Hence an assertion of the need to recognise the inquirer’s embeddedness and exposing (and even utilising) his/her influence in the text is widely (though not universally) propounded. For King (1996), such reflexivity should acknowledge that the researcher is ‘socially situated’, thus demanding ‘public display of their history, values and assumptions’. She continues: “researchers nowadays are increasingly encouraged to become aware of their feelings, biases and personal peccadilloes and to scrutinise these closely” (:175-6). King thus advocates a recognition of the researcher as an ‘integral part of the data’, which will “amplify rather than restrict the voices of the participants” (:176). These views are largely synonymous with those of a constructivist paradigm, which, suggests Henwood, allows “researchers [to] construct versions of the world through their activities as social and political subjects, and…not merely reflect facts with a self evident objective reality” (1996:28).

What is proposed here then is a position that allows the researcher to be even more reflexive in not only recognising their situation, but also drawing on personal accounts and knowledge in the process of inquiry. This is similar what I have termed the perspective of ‘the informed tourist’ in a previous paper (Gillen 2000, [on line]). If this is not accepted, it must surely be asked why the inquirer’s cultural knowledge is given any less weight than that of a research participant’s? Both, as has been powerfully asserted above, are equal participants on the flux of cultural intercourse. To deny the value of the inquirer’s perspective is therefore to undermine the proposition that both inquirer and ‘inquired into’ are on an equal footing as ‘beings-in-the-same-world’, and therefore equally valuable subjects.

Section Two

Ethnography as situated inquiry

This analysis began by warning against complacency in defining culture and cultural meanings. It asserts a position that reflects on tensions of structure, agency and reflexivity as a starting point for analysis, and the notion that the researcher should recognise his or her place in the world and subject. Whilst not giving priority to his or her own inevitably subjective opinions over that of the research subjects, neither should it be neglected as of value. What follows then, is a discussion on ethnographic techniques as presenting the opportunity to engage with cultural phenomena in a way that accommodates the perspective stated above.

Veal (1997) usefully summarises the value of ethnography by situating it within a group of qualitative methods, including individual and group interviews, focus groups and participant observation. As such, ethnography is more accurately not a single technique but an approach that can ‘draw on a variety of analytical methods’. The starting point for ethnography, according to Rachel (1996) is the “social organisation of people and things” (:124). It recognises the construction of the world through everyday, mundane activity. Rather than concealing the connection between researcher and results, their relationship is ‘celebrated’. Hence, ethnography is a mainstay of anthropological research, although as Ingold (2000) reveals, within anthropology itself there exists considerable differences of opinion on the primacy of structure and agency in the construction and transmission of cultural knowledge. Inevitably, this will be reflected in the use of ethnographic techniques in their research.

★ ★ ★ ★ ★ ★ ★

Task details: In the passage on ethnography and reflexivity, what does Rachel (1996) say is the starting point for ethnography?

Source data:
★ ★ ★ ★ ★ ★ ★

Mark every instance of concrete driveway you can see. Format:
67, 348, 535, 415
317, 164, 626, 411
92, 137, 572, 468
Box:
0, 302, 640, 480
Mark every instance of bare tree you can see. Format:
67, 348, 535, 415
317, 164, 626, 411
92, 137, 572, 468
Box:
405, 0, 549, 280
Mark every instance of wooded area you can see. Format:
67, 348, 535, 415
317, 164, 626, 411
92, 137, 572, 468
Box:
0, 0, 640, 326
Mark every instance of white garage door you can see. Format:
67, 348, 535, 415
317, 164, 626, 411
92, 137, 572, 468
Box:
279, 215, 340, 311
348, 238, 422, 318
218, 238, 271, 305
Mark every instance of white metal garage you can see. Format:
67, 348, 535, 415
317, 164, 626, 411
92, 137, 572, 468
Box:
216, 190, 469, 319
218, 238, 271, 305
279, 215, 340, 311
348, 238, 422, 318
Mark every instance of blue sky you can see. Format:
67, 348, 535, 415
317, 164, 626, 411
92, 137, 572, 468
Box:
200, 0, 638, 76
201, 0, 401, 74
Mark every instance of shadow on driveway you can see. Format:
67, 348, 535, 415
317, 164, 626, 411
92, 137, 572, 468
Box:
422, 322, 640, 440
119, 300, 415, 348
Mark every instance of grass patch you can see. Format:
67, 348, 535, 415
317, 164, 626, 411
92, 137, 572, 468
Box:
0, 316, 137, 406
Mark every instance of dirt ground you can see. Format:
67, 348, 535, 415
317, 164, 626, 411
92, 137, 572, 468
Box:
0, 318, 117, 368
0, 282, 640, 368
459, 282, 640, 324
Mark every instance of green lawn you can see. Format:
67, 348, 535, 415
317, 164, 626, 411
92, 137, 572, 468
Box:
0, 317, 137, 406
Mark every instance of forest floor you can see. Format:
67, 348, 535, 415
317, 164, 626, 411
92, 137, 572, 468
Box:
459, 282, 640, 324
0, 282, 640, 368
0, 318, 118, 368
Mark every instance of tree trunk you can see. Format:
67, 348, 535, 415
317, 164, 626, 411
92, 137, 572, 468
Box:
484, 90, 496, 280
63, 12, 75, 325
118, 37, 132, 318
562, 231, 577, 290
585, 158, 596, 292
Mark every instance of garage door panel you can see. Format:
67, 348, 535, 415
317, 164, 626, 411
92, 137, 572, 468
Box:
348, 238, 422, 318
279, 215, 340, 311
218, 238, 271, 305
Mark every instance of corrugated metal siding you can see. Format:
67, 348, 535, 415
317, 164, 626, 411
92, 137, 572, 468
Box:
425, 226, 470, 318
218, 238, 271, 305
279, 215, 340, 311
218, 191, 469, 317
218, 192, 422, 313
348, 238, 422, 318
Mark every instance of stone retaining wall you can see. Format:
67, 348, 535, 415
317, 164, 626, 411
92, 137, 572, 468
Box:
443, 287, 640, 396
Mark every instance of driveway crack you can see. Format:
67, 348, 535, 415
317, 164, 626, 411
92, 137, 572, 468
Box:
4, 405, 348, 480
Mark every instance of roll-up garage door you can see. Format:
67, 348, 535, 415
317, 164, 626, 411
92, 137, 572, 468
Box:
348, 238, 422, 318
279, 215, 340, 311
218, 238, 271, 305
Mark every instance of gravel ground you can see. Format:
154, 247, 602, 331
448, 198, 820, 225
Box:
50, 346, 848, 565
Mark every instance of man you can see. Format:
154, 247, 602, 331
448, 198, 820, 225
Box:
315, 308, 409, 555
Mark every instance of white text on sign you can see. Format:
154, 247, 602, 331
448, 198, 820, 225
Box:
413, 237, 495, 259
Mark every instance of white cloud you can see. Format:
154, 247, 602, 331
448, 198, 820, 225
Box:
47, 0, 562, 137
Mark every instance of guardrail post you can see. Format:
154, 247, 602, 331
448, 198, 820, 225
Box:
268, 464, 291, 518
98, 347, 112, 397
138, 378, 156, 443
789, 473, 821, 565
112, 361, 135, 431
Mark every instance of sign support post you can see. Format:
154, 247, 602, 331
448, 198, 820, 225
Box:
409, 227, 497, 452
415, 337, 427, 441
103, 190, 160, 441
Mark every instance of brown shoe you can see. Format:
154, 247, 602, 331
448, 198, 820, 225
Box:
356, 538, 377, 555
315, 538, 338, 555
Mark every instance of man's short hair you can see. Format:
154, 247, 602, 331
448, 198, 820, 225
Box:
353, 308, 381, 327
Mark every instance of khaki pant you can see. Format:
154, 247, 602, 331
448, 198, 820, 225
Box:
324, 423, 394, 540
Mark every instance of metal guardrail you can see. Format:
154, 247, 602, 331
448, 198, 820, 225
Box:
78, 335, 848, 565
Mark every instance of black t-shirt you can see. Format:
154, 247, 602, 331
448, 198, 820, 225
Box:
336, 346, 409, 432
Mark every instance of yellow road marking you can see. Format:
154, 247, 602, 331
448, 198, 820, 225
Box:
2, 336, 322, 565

★ ★ ★ ★ ★ ★ ★

Finished task: The "social organisation of people and things."